▶ **DIRECTIONS FOR THIS TASK**
Once the pictures are removed, reproduce what is left of the data below exactly.
[Opening INPUT MATERIAL section]
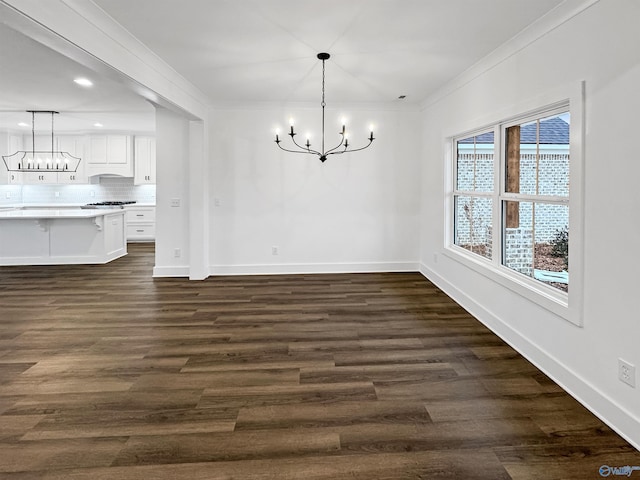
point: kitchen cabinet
(109, 155)
(60, 237)
(144, 158)
(141, 223)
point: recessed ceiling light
(85, 82)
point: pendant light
(41, 160)
(342, 147)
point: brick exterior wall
(473, 214)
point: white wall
(600, 46)
(172, 167)
(355, 212)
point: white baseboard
(313, 268)
(598, 402)
(170, 272)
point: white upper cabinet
(144, 160)
(109, 155)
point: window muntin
(473, 224)
(473, 203)
(538, 246)
(474, 163)
(530, 212)
(535, 217)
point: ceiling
(265, 51)
(35, 77)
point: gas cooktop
(111, 204)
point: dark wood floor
(107, 373)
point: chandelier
(342, 147)
(41, 160)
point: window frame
(568, 306)
(471, 193)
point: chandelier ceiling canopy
(343, 146)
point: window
(535, 199)
(473, 202)
(513, 179)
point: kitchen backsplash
(109, 188)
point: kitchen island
(63, 236)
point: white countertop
(60, 213)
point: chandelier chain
(342, 147)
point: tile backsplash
(109, 188)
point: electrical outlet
(627, 373)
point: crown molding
(538, 29)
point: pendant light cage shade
(41, 160)
(343, 146)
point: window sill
(543, 295)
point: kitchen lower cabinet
(141, 223)
(61, 237)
[Closing INPUT MATERIAL section]
▶ **ANSWER SECTION**
point: kitchen cabinet
(109, 155)
(60, 237)
(144, 158)
(141, 223)
point: recessed ceiling light
(85, 82)
point: pendant light
(41, 160)
(342, 147)
point: brick exterior wall
(473, 214)
point: white wall
(600, 46)
(172, 167)
(355, 212)
point: white baseboard
(313, 268)
(598, 402)
(170, 272)
point: white upper cabinet
(144, 160)
(109, 155)
point: window muntin
(473, 224)
(473, 203)
(538, 246)
(474, 163)
(530, 212)
(535, 217)
point: ceiling
(265, 51)
(35, 77)
point: gas cooktop
(111, 204)
point: dark wood floor
(107, 373)
point: chandelier
(342, 147)
(41, 160)
point: window frame
(568, 306)
(471, 193)
point: chandelier ceiling canopy
(343, 146)
point: window
(535, 199)
(473, 202)
(513, 179)
point: kitchen backsplash
(109, 188)
point: kitchen island
(63, 236)
point: white countertop
(60, 213)
point: chandelier chain
(342, 147)
point: tile backsplash
(109, 188)
point: electrical outlet
(627, 373)
point: crown molding
(538, 29)
point: pendant light cage shade
(41, 160)
(343, 146)
point: window sill
(543, 295)
point: kitchen lower cabinet
(141, 223)
(61, 237)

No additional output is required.